**Records**
========================================

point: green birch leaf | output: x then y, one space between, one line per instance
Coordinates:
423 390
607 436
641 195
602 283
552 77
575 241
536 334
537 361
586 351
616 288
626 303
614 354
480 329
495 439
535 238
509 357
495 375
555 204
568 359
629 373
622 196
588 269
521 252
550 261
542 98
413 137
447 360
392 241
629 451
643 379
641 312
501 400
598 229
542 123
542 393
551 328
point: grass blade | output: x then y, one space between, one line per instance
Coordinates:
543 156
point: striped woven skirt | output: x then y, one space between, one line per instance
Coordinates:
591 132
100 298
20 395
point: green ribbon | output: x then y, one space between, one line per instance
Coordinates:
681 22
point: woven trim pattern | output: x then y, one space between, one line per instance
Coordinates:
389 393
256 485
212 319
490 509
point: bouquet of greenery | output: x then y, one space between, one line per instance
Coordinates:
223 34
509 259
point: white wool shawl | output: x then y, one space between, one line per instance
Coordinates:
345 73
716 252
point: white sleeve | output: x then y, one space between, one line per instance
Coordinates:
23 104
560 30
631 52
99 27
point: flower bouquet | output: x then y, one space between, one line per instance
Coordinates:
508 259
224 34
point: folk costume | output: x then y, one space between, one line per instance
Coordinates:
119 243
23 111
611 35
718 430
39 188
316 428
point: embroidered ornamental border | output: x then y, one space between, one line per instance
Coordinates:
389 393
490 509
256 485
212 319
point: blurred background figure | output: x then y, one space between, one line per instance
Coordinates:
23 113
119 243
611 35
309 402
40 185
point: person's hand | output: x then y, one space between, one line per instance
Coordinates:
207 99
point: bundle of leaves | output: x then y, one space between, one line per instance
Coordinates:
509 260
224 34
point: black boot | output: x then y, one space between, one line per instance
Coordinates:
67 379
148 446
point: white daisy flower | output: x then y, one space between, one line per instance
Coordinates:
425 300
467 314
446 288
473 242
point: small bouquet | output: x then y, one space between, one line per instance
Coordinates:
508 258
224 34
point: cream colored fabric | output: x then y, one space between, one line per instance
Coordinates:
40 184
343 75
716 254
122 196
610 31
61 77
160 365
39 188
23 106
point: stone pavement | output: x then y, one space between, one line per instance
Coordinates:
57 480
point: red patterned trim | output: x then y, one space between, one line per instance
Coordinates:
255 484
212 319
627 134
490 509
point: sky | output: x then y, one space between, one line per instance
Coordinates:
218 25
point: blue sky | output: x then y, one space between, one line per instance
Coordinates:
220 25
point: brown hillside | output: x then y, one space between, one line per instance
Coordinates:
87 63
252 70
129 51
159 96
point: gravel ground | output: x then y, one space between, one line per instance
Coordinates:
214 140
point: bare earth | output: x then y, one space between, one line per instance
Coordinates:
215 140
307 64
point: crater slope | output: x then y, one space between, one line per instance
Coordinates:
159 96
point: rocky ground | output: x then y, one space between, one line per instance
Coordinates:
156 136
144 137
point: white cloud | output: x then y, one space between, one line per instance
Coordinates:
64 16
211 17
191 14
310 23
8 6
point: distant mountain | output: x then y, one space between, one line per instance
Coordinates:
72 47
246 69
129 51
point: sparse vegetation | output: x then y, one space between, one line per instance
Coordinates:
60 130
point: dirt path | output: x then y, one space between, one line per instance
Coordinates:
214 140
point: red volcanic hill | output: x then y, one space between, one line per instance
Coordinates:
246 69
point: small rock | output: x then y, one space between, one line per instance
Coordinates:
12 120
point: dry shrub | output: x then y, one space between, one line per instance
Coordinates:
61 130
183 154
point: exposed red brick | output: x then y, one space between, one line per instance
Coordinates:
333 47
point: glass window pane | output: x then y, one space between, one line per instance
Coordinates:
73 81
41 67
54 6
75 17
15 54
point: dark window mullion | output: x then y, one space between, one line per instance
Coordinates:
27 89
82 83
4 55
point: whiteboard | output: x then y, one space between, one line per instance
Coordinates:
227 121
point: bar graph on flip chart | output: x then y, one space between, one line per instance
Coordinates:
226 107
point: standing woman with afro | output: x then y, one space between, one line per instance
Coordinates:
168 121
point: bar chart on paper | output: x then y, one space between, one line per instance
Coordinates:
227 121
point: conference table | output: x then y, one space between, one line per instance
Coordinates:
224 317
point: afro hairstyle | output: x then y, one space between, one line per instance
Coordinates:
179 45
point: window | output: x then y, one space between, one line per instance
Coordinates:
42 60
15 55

========================================

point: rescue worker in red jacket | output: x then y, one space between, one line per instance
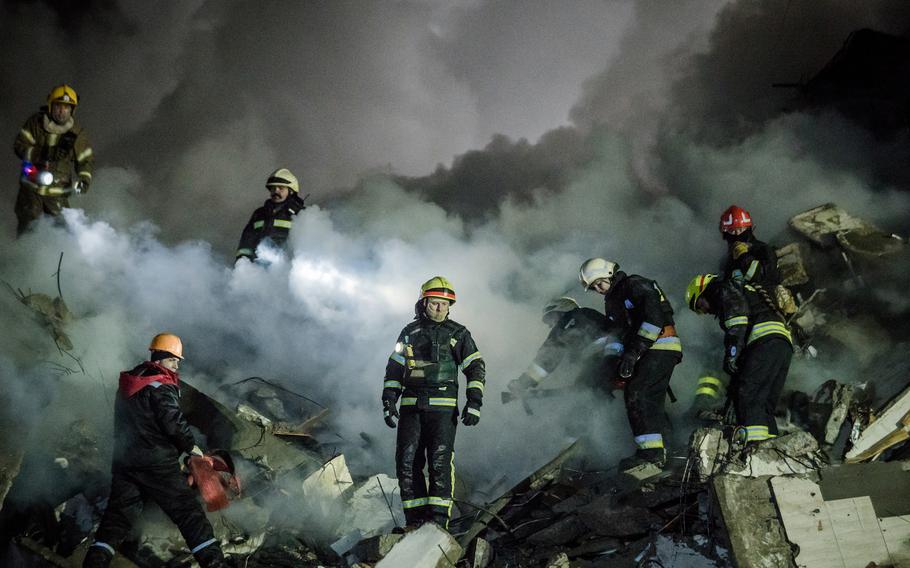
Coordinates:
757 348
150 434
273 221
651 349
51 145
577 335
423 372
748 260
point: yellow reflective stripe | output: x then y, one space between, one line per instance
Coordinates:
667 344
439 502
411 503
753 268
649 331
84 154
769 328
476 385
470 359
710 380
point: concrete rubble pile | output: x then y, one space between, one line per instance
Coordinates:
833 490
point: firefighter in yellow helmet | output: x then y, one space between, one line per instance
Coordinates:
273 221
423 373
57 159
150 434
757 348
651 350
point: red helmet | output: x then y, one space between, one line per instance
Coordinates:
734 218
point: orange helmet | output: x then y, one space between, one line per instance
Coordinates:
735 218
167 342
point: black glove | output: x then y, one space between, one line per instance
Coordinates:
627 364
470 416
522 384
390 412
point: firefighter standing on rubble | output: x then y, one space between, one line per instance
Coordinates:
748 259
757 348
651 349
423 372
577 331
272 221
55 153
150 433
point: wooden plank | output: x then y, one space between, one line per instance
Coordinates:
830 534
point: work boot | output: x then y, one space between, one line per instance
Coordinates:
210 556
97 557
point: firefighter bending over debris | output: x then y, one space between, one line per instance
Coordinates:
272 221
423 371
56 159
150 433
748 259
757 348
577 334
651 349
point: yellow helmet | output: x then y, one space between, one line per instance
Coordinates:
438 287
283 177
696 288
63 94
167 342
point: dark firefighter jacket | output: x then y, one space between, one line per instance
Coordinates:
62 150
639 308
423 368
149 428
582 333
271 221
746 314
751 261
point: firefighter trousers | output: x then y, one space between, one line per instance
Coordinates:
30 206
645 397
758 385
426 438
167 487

========================================

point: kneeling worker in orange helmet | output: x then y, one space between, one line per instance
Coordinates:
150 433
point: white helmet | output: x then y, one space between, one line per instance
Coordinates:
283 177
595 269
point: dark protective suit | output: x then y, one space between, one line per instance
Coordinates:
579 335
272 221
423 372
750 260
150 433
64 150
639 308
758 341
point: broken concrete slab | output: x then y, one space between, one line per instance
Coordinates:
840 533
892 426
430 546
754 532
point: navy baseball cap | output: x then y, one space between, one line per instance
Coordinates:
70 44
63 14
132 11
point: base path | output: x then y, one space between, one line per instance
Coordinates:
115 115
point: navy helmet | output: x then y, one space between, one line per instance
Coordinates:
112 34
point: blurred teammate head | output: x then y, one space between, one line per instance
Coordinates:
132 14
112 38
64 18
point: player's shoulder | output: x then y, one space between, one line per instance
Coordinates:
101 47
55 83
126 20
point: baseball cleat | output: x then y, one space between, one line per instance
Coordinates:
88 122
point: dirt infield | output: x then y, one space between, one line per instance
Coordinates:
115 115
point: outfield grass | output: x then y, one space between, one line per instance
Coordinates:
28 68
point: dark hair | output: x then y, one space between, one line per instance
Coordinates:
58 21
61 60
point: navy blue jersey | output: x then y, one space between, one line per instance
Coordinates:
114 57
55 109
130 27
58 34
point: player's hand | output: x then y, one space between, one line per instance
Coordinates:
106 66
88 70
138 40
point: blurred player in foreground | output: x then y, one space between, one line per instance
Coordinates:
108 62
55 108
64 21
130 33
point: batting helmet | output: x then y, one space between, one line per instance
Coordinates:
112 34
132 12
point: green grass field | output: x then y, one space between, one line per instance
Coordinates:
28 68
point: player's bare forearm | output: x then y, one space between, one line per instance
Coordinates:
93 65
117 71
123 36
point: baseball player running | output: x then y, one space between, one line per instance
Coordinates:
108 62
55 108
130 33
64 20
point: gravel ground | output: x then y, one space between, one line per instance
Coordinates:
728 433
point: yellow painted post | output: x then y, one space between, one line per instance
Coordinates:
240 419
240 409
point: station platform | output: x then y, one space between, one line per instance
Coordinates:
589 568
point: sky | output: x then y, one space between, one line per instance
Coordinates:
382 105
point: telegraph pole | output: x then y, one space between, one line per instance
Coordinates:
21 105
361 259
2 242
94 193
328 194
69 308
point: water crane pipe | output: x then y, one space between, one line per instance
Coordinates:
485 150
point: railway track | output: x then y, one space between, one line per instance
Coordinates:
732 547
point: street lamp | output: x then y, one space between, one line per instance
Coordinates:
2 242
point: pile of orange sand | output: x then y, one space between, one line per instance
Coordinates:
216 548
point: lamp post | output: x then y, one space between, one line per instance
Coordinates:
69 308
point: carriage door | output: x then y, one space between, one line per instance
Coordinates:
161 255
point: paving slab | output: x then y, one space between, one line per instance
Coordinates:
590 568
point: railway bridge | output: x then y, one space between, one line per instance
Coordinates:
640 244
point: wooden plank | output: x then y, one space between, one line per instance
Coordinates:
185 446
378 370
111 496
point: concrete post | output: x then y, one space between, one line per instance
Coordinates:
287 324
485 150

========================================

**Instructions to follow**
Gather every line of the data above that contains the string "path".

**Solution for this task**
point: dirt path | output: x then y, one space between, one line per instance
point: base path | output: x then y, one space between, one line per instance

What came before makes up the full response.